What the task asks
The entries below contain pictures, which are to be left out; write out exactly, and only, the lines from the line with "Target: halter cheekpiece" up to and including the line with "Put a point on every instance of the ceiling light".

=== Section Start ===

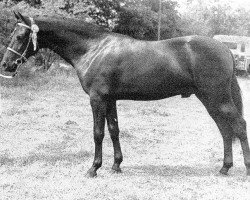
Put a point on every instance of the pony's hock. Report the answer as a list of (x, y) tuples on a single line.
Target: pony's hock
[(112, 67)]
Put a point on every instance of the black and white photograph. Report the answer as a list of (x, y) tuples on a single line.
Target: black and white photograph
[(124, 99)]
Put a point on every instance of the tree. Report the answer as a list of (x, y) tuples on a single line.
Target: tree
[(139, 19)]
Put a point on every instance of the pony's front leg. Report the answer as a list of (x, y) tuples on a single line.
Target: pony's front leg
[(114, 134), (99, 112)]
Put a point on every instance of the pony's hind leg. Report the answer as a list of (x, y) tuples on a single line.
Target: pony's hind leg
[(113, 128), (230, 122)]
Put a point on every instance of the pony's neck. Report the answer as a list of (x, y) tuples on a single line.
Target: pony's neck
[(70, 41)]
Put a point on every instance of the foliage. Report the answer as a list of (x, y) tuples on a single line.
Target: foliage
[(139, 19), (214, 17)]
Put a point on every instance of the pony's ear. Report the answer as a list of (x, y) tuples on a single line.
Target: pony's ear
[(16, 15), (20, 17)]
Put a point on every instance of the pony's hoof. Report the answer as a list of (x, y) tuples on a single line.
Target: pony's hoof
[(248, 173), (224, 171), (116, 170), (91, 174)]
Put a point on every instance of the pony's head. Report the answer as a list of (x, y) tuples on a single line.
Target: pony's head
[(23, 43)]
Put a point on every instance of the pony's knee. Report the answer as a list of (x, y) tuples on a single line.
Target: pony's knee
[(114, 131), (239, 129)]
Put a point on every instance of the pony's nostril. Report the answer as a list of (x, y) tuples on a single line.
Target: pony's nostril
[(4, 65)]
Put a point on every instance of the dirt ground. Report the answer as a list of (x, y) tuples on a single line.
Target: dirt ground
[(172, 148)]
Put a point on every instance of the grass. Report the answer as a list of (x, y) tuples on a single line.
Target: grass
[(172, 148)]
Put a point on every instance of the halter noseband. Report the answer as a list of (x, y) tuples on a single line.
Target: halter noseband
[(19, 61)]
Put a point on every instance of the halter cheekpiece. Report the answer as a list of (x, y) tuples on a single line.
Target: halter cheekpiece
[(33, 36)]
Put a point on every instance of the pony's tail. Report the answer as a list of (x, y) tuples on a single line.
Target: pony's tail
[(236, 94), (235, 90)]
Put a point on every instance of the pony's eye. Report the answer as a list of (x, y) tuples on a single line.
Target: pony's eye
[(18, 37)]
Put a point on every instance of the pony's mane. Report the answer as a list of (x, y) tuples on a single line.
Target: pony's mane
[(70, 24)]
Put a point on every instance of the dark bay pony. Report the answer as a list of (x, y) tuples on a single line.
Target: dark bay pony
[(112, 67)]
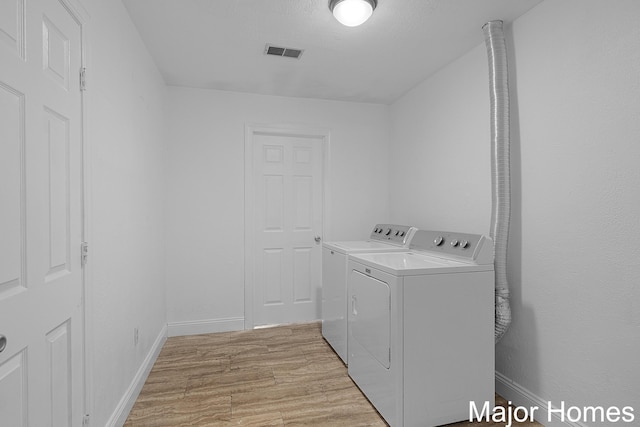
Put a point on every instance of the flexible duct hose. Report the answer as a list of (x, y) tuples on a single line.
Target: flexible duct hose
[(500, 179)]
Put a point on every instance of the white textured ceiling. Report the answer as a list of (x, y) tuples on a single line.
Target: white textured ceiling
[(219, 44)]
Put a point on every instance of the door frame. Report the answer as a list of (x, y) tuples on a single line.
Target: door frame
[(323, 137), (81, 16)]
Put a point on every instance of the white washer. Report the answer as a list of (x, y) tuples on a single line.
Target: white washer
[(383, 238), (421, 339)]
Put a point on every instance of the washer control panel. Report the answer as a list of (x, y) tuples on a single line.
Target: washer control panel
[(470, 247), (398, 234)]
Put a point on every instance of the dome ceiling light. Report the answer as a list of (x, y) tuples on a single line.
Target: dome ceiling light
[(352, 12)]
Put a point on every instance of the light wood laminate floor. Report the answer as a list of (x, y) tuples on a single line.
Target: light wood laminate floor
[(281, 376)]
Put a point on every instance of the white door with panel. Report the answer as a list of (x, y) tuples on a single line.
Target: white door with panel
[(41, 307), (288, 196)]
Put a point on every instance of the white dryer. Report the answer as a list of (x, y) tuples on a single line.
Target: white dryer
[(383, 238), (421, 339)]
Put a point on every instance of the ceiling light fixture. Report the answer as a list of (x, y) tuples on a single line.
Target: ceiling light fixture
[(352, 12)]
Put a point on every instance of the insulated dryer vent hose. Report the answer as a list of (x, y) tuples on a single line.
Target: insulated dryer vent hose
[(500, 179)]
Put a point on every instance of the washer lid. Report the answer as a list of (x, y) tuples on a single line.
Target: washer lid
[(413, 264), (363, 246)]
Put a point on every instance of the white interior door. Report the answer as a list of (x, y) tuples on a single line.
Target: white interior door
[(288, 195), (41, 318)]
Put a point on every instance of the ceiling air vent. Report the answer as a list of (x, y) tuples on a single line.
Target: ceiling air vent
[(282, 51)]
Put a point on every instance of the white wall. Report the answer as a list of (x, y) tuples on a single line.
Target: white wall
[(205, 179), (574, 258), (125, 136)]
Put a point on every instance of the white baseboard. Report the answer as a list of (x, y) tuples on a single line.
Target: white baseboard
[(520, 396), (207, 326), (121, 412)]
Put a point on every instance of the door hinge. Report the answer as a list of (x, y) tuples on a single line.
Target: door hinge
[(84, 253), (83, 79)]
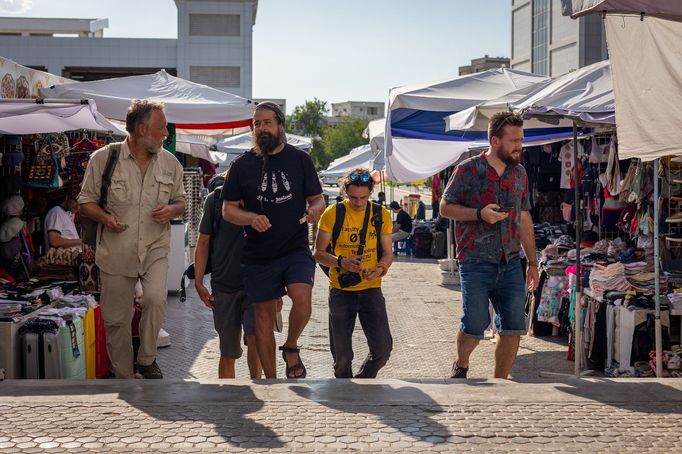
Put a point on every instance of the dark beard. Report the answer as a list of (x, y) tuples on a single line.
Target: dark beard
[(267, 142), (508, 158)]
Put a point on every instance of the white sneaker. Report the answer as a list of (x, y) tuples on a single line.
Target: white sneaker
[(163, 339)]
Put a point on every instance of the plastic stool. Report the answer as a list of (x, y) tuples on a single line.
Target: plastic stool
[(404, 246)]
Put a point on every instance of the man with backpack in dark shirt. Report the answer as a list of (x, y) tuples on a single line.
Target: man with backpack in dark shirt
[(221, 244), (358, 254), (273, 190)]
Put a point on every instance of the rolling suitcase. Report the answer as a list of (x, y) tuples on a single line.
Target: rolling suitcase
[(73, 349), (41, 344)]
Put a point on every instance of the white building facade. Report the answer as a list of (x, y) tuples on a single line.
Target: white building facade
[(359, 109), (214, 46), (548, 43)]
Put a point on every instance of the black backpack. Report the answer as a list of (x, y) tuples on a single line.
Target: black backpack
[(377, 221), (217, 216)]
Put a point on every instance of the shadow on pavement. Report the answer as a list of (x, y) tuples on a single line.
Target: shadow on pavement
[(220, 409), (407, 409)]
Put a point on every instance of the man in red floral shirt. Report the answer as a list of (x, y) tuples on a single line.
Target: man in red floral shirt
[(488, 197)]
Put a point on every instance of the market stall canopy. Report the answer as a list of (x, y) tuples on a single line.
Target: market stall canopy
[(360, 157), (417, 144), (26, 116), (197, 149), (375, 133), (189, 105), (643, 40), (228, 149), (23, 82), (585, 95), (660, 8)]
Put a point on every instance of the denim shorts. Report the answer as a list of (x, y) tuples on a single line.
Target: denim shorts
[(269, 281), (503, 286), (231, 312)]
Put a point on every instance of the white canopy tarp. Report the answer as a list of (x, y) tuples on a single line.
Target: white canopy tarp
[(417, 144), (647, 79), (585, 95), (19, 117), (187, 103), (359, 157), (228, 149), (375, 133), (662, 8)]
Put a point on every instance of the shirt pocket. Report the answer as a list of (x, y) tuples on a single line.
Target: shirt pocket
[(165, 184), (119, 193)]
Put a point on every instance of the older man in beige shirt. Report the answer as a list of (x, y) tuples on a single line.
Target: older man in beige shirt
[(146, 192)]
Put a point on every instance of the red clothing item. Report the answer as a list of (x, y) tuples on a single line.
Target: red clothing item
[(476, 184)]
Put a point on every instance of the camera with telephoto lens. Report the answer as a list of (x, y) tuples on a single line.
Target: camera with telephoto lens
[(349, 279)]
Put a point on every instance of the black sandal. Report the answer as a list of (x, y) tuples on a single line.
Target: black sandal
[(298, 366)]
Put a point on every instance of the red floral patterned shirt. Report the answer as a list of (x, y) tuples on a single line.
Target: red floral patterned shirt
[(475, 184)]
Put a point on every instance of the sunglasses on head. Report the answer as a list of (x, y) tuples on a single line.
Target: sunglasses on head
[(364, 177)]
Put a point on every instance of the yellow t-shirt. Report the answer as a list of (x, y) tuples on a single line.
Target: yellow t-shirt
[(349, 241)]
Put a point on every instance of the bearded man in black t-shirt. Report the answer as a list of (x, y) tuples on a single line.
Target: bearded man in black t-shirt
[(273, 191)]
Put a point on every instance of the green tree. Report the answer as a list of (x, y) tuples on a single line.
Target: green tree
[(308, 119), (339, 141)]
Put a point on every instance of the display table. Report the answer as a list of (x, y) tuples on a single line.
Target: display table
[(10, 347)]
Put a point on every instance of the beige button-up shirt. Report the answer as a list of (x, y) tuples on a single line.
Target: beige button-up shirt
[(132, 200)]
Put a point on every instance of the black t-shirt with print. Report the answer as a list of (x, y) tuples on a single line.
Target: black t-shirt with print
[(278, 189)]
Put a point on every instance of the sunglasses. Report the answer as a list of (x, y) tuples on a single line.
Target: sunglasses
[(363, 177), (512, 120)]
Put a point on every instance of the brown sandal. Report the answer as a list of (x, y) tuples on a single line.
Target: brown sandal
[(298, 366)]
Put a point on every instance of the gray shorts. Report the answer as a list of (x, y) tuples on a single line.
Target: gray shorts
[(231, 311)]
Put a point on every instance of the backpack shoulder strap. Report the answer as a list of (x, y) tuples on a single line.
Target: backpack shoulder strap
[(378, 221), (112, 160), (217, 209), (338, 223)]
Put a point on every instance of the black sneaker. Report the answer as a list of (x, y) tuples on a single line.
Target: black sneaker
[(458, 371), (151, 371)]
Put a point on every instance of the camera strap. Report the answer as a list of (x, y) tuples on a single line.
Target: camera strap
[(363, 232)]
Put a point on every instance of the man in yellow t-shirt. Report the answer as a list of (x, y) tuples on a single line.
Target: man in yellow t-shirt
[(355, 278)]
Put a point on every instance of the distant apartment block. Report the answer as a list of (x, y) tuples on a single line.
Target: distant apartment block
[(548, 43), (358, 109), (214, 46), (483, 64)]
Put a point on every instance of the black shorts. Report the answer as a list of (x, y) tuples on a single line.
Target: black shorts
[(231, 311), (269, 281)]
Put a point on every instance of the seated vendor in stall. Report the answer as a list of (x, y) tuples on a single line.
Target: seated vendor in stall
[(60, 226)]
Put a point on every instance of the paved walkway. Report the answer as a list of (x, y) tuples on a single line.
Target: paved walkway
[(585, 415), (423, 314), (410, 408)]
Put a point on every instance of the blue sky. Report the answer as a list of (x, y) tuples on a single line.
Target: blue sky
[(333, 50)]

=== Section End ===

Exercise solution
Target: halter cheekpiece
[(33, 36)]
Put a point on every instance of the pony's tail. Report the answer as a list of (x, y) tuples on a single line.
Target: pony's tail
[(236, 94), (235, 90)]
Put a point on every instance of the pony's eye. Report the answer as a list of (x, y) tuples on a single line.
Target: pony's eye
[(18, 37)]
Put a point on every instance of the pony's mane. Report the answer as a list of (x, y) tuples on a single line.
Target: pony's mane
[(70, 24)]
Put a point on every instance of the dark bay pony. Report the answer as a list of (x, y) tuples on a single line.
Target: dark bay pony
[(112, 67)]
Put a point on every instance of the flexible duct hose. Report the answer as a list of (x, y) tuples on a single line.
Target: flexible duct hose
[(500, 179)]
Put a point on every instance of the white textured ceiling. Report the answer as a list of (x, y) tuples on a single line.
Target: white textured ceiling
[(219, 44)]
Put a point on every instance of the door frame. Report the answer as a list of (x, y) tuples on a single line.
Target: door frame
[(323, 137), (81, 16)]
Put a point on every instance of the white washer. Report the answer as a list of (x, y) tuples on a single line.
Target: white washer
[(383, 238), (421, 339)]
Put a point on every instance of the washer control panel. Report the answer as a list of (x, y) tuples on a single line.
Target: washer control panel
[(470, 247), (398, 234)]
Put a point on every instance of the dome ceiling light. Report the answer as a list of (x, y) tuples on a single line.
Target: dome ceiling light
[(352, 12)]
Put a point on every instance of the light wood laminate floor. Report the answer as a list of (x, y) tuples on a single line.
Target: light wood laminate floor
[(281, 376)]
Put a point on every instance of the white door with panel. Report the answer as a list of (x, y) tuples on a single line.
Target: white door with panel
[(41, 307), (288, 196)]
Put a point on every instance of the white dryer. Report the answer as a list of (x, y) tuples on a single line.
Target: white dryer
[(383, 238), (421, 339)]
Put a point on every instance of the ceiling light fixture. Report the answer as a list of (x, y) tuples on a single line.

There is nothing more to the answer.